Tasks to complete
1. In the article on shipping carbon dioxide in the Asia-Pacific region, what share of the estimated total expenses comes from capture and shipping costs?
2. Render this sentence from the article on carbon dioxide shipping into French: "CCUS involves capturing CO2 from stationary emitters and transporting it for permanent sequestration or utilization."
3. Extend the article on shipping carbon dioxide in the Asia-Pacific region with a few further paragraphs, starting after its final sentence.

Shipping economically viable vs pipeline to transport CO2 at longer distances

Financial support, long-term contracts, minimum volume guarantees needed

Shipping is poised to play an important role in Asia-Pacific cross-border Carbon Capture, Utilization and Sequestration, or CCUS, initiatives, with annual CO2 shipping volumes projected to reach 100 million mt/year by 2050, according to a study released Dec. 10.

CCUS involves capturing CO2 from stationary emitters and transporting it for permanent sequestration or utilization.

Several countries in Asia-Pacific such as Australia, Indonesia, Japan, Malaysia, Singapore, and South Korea, are pursuing cross-border partnerships and initiatives to support cross-border CO2 transportation and sequestration at a time when shipping CO2 becomes particularly important in the region due to the vast oceans and seas that separate emitters and sequestration sites, when compared to Europe.

Shipping also becomes economically advantageous compared with pipeline transport of the same amount of CO2 at longer distances.

A threshold distance of 500 km was identified to be economically viable for transporting 5 million mt/year of CO2 via shipping, the study jointly released by the Global Centre for Maritime Decarbonisation, or GCMD, and Boston Consulting Group showed.

Transporting this annual tonnage would require between 85 to 150 liquefied CO2 carriers of 50,000 mt capacity where the total investments needed for these vessels by 2050 could reach up to $25 billion, the report said.

The emerging cross-border CCUS hubs and routes that are aligned with this criterion for CO2 shipping include the Northern Lights project, which spans 500 to 1,000 km; intra-Southeast Asia routes ranging from 450 to 970 km; and the longest routes, Northeast Asia to Australia, which extends from 6,000 to 11,000 km, it said.

Creating a market of this scale will necessitate concerted efforts from both the public and the private sector, including economic incentives, long-term contracts for midstream players, and greater clarity on key standards.

"This effort entails constructing CO2 carriers, developing port-side infrastructure, establishing standards and guidelines for transporting and offloading CO2, and upskilling crew with requisite training," GCMD CEO Lynn Loo said.

Overcoming hurdles

The study identified three components that governments and private sector players must provide to activate the shipping industry for cross-border CCUS: Direct economic support, Long-term contracts and minimum volume guarantees, and Clarity on standards and specifications for shipping.

The investment required to scale up cross-border CCUS, including shipbuilding, port, and terminal infrastructure development, is significant, with the end-to-end levelized cost of cross-border CCUS with shipping ranging from $141-$174 per ton of CO2 for Southeast Asia routes to $167-$287 per ton of CO2 for Northeast Asia-Australia routes, as per the study.

Capture and shipping costs constitute 60%-80% of the estimated total expenses, it said.

Data listing
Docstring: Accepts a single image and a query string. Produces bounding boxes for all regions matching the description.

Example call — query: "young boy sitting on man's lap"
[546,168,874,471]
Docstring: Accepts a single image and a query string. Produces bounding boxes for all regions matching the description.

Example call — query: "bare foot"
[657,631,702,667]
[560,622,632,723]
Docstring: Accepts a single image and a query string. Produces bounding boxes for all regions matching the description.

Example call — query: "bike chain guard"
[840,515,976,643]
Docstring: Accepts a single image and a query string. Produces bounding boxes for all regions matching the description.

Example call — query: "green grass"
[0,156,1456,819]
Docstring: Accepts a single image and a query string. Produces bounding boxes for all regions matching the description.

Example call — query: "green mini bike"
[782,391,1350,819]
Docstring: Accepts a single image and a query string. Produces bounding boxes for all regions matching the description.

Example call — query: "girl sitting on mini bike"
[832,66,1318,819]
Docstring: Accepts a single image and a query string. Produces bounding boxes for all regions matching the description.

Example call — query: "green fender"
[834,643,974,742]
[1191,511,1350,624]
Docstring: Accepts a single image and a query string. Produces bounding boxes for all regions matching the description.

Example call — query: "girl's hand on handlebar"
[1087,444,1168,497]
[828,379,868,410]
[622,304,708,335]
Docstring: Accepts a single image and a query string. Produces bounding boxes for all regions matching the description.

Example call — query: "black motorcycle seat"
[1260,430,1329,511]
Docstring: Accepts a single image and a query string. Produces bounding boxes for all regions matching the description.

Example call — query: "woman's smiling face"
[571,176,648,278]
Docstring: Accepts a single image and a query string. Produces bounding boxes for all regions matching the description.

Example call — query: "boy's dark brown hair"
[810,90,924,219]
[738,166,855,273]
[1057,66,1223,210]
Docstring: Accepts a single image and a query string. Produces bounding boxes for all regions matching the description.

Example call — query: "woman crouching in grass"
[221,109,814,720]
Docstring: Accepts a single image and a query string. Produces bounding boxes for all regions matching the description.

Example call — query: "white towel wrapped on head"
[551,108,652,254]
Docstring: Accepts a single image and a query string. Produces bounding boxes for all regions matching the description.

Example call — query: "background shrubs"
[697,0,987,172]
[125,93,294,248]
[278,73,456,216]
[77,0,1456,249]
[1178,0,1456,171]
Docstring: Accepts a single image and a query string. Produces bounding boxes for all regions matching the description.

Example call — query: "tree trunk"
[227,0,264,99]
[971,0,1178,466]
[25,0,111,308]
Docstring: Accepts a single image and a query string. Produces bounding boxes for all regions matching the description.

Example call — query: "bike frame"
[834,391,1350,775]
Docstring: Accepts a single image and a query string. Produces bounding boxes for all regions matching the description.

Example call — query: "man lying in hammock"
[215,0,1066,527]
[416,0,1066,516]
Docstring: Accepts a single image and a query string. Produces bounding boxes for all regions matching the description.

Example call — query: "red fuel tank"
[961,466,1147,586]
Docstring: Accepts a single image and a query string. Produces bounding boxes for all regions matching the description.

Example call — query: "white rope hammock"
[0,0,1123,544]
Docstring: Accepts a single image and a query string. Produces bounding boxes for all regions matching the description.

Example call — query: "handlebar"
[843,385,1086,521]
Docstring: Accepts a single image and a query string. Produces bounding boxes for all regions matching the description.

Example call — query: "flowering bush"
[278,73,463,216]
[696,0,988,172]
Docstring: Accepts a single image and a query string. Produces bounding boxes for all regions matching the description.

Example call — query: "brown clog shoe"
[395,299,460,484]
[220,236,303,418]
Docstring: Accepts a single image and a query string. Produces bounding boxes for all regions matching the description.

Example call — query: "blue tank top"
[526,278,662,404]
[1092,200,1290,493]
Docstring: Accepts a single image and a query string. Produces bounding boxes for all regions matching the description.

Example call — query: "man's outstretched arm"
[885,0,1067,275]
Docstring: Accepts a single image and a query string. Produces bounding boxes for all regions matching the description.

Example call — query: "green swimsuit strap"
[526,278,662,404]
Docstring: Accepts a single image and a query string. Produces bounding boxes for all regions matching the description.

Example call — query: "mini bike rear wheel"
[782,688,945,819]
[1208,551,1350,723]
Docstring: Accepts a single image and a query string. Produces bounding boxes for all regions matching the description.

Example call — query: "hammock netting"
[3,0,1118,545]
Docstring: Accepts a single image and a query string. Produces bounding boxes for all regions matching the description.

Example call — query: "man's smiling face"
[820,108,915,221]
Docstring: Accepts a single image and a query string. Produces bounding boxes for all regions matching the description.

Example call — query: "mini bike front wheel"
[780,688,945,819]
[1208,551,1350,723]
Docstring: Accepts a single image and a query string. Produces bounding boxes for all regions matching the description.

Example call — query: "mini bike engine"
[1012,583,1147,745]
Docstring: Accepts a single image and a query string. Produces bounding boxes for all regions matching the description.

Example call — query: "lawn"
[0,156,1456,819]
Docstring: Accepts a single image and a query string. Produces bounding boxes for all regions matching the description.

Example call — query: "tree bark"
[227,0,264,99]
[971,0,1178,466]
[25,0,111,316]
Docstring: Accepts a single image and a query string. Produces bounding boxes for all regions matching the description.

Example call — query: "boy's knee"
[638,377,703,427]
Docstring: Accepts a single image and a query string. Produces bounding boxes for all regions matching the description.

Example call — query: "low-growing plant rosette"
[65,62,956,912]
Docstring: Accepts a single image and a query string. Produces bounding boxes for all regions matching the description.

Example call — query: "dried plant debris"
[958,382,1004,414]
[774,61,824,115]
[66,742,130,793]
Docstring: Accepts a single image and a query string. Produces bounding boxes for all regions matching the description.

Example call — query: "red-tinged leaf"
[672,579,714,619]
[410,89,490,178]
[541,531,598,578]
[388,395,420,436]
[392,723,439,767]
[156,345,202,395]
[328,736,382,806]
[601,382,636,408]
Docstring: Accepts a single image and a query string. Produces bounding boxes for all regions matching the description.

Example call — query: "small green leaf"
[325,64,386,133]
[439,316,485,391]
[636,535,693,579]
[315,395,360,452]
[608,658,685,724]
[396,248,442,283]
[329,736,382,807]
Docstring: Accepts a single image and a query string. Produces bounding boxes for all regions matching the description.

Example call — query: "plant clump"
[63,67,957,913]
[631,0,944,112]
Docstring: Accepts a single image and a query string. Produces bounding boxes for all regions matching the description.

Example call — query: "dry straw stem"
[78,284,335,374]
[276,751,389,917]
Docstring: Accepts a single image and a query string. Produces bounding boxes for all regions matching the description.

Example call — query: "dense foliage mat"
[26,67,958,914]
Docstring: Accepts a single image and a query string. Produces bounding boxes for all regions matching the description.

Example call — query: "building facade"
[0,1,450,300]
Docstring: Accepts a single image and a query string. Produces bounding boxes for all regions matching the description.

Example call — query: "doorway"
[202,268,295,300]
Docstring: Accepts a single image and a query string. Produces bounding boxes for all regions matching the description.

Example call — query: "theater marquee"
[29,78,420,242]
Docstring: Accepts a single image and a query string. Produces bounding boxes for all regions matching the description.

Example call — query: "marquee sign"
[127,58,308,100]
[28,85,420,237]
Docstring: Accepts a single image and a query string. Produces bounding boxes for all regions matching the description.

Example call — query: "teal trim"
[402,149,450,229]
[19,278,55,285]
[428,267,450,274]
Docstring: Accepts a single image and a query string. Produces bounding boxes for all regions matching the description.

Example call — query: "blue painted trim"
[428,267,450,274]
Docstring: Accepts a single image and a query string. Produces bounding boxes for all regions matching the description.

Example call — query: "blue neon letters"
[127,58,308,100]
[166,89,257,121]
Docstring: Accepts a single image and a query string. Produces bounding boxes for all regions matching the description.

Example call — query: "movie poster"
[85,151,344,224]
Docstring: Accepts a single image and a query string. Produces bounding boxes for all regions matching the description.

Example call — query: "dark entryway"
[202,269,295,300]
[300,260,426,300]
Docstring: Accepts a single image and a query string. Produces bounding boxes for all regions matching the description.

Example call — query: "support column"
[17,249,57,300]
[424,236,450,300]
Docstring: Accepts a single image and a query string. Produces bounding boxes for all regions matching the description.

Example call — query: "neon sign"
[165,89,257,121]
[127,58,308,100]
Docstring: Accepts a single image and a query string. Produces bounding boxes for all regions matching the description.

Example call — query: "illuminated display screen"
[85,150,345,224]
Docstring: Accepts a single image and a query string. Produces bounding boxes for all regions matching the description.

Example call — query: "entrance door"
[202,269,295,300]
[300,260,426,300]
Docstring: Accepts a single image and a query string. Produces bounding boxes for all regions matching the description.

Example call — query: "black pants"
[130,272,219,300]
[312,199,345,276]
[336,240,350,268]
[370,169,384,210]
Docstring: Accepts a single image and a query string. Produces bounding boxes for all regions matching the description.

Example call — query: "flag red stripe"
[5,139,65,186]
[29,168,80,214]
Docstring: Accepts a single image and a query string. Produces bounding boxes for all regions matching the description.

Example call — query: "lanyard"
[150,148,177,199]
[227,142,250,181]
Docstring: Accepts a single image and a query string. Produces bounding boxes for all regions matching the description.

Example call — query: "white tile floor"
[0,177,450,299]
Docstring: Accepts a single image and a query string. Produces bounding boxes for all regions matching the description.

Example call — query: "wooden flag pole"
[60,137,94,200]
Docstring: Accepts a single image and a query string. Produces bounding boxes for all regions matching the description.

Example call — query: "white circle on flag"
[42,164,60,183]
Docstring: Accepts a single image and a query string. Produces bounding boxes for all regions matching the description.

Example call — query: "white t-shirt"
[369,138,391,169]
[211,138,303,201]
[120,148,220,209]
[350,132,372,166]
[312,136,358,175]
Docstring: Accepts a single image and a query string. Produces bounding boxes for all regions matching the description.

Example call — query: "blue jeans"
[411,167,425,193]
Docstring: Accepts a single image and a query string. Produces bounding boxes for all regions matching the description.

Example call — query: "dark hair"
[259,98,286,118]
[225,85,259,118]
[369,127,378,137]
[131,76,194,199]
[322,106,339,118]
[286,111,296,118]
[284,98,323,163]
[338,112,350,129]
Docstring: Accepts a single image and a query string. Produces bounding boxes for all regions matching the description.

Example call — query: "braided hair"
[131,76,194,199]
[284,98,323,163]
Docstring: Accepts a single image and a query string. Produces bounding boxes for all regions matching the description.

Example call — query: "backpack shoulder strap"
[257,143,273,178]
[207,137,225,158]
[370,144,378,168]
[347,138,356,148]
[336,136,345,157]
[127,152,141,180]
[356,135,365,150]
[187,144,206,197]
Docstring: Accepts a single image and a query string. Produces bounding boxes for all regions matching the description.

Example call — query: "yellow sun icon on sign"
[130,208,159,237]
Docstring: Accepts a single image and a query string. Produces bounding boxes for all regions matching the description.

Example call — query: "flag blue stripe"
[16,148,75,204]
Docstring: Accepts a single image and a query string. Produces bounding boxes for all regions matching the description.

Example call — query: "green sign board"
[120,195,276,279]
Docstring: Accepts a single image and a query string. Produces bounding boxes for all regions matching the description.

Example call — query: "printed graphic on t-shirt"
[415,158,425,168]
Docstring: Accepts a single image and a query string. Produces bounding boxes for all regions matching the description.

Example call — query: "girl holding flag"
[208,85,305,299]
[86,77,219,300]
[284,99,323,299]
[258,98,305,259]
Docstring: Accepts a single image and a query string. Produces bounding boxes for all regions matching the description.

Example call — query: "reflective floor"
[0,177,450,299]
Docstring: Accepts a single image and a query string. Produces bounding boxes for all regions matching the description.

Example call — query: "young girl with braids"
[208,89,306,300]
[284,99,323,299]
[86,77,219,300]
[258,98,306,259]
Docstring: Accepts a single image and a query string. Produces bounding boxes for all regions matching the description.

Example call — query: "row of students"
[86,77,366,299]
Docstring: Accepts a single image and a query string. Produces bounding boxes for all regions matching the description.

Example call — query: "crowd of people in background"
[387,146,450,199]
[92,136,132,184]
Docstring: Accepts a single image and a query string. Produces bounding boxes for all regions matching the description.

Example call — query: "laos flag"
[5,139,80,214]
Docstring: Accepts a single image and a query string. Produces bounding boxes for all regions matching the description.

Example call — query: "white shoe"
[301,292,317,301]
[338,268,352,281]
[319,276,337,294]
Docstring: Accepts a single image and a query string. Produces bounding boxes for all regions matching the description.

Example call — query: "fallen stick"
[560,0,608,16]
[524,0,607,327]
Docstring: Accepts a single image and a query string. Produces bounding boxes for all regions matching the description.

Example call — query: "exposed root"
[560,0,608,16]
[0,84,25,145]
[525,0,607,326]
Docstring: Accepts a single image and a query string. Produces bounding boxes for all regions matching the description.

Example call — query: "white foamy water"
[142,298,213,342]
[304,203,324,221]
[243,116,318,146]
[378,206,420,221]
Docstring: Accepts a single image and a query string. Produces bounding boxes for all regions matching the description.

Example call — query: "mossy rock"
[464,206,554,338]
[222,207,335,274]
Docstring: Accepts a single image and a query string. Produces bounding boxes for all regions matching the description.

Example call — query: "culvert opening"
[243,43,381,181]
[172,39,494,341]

Task-by-task outputs
1. Capture and shipping costs make up 60%-80% of the estimated total expenses.

2. Le CCUS consiste à capter le CO2 provenant d'émetteurs fixes et à le transporter en vue de sa séquestration permanente ou de son utilisation.

3.
In addition, a significant gap exists between levelized cross-border CCUS costs and domestic carbon pricing in Asia-Pacific, where current carbon taxes and emissions trading system prices range from $2-$18/ton of CO2, representing around a ten-fold gap with the range of levelized CCUS costs in this region, it noted.

To provide financial support, governments can extend economic assistance to midstream players, such as shipping and port providers, through financial incentives and new business models, it said, adding that these steps cut upfront capital expenditure and overall project costs, making cross-border CO2 shipping more viable.

Nascent regulations also hinder the development of cross-border CCUS in the region, it said.

Countries need to establish domestic regulations governing carbon accounting and verification methodologies for CCUS, as well as permitting procedures for cross-border CCUS projects, it said.

"Shipping providers need clear regulations and guidelines on the standards governing tolerance limits for impurities in CO2 cargo, operating pressures, and temperatures along the value chain," it said.

"Additionally, bilateral and multilateral frameworks are required to clarify jurisdictional authority for cross-border projects and allocate commercial and operational liabilities for CO2 leaks during transport across the value chain," it said.

Emitters need to provide long-term contracts to shipping and terminal providers – ideally 10 years or more - and commit to transporting a minimum volume of CO2, the study also shared, noting that this step will give value chain participants greater certainty for planning and obtaining necessary financing for investments in vessels and terminal capacity.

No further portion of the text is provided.